## WHAT IS NEEDED:
Please render every line of the listing below as a numbered list, leaving out any blank lines and the picture.
Begin LISTING
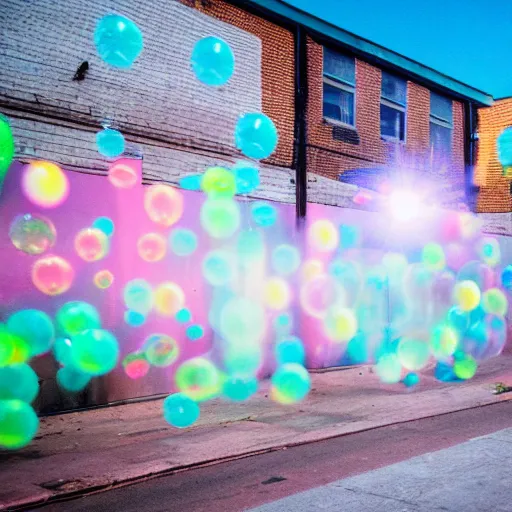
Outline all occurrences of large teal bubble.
[7,309,55,356]
[163,393,200,428]
[56,301,101,336]
[0,364,39,403]
[71,329,119,376]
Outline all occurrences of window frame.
[322,46,357,130]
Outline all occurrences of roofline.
[244,0,493,106]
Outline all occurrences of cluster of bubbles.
[0,15,512,449]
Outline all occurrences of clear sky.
[285,0,512,98]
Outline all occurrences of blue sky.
[286,0,512,98]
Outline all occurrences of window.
[380,71,407,141]
[430,92,453,158]
[323,48,356,126]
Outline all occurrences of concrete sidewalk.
[0,355,512,509]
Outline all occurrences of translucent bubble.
[201,167,236,199]
[201,199,240,238]
[142,334,180,368]
[271,244,300,276]
[300,274,344,318]
[169,228,197,256]
[123,279,153,316]
[144,185,183,227]
[163,393,200,428]
[71,329,119,376]
[123,352,150,380]
[396,337,430,371]
[55,301,101,336]
[92,217,115,236]
[222,374,258,402]
[482,288,508,316]
[94,14,144,69]
[154,281,185,316]
[108,162,139,189]
[375,354,402,384]
[75,228,110,263]
[93,269,114,290]
[9,213,57,254]
[22,162,69,208]
[57,366,91,393]
[308,219,339,252]
[0,400,39,450]
[453,281,480,311]
[0,363,39,404]
[235,113,278,160]
[175,357,222,402]
[137,233,167,263]
[185,325,204,341]
[251,201,278,228]
[271,363,311,404]
[274,336,306,365]
[96,128,125,158]
[190,36,235,87]
[263,277,291,311]
[7,309,55,356]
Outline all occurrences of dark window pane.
End LISTING
## EXERCISE RESPONSE:
1. Outline all occurrences of large teal bubble.
2. [7,309,55,356]
3. [163,393,200,428]
4. [56,301,101,336]
5. [0,364,39,403]
6. [71,329,119,376]
7. Outline all occurrences of window frame.
8. [322,46,357,130]
9. Outline all occurrences of roofline.
10. [244,0,493,106]
11. Outline all occurrences of cluster of bubbles.
12. [0,15,512,449]
13. Outline all occurrences of clear sky.
14. [285,0,512,98]
15. Outline all occurrences of blue sky.
16. [286,0,512,98]
17. Outline all occurrences of window.
18. [380,71,407,141]
19. [430,92,453,158]
20. [323,48,356,126]
21. Outline all occurrences of concrete sidewalk.
22. [0,355,512,509]
23. Outline all occurrences of translucent bubble.
24. [201,167,236,199]
25. [201,199,240,238]
26. [142,334,180,368]
27. [271,244,300,276]
28. [300,274,344,318]
29. [169,228,197,256]
30. [123,279,153,316]
31. [144,185,183,227]
32. [163,393,200,428]
33. [71,329,119,376]
34. [123,352,150,380]
35. [396,337,430,371]
36. [55,301,101,336]
37. [92,217,115,236]
38. [222,374,258,402]
39. [482,288,508,316]
40. [94,14,144,69]
41. [154,281,185,316]
42. [108,162,139,189]
43. [375,354,402,384]
44. [75,228,110,263]
45. [93,269,114,290]
46. [9,213,57,254]
47. [22,162,69,208]
48. [57,366,91,393]
49. [308,219,339,252]
50. [0,400,39,450]
51. [453,281,480,311]
52. [0,363,39,404]
53. [235,113,278,160]
54. [175,357,222,402]
55. [137,233,167,263]
56. [185,325,204,341]
57. [251,201,278,228]
58. [271,363,311,404]
59. [274,336,306,365]
60. [96,128,125,158]
61. [190,36,235,87]
62. [263,277,291,311]
63. [7,309,55,356]
64. Outline all occurrences of dark window pane.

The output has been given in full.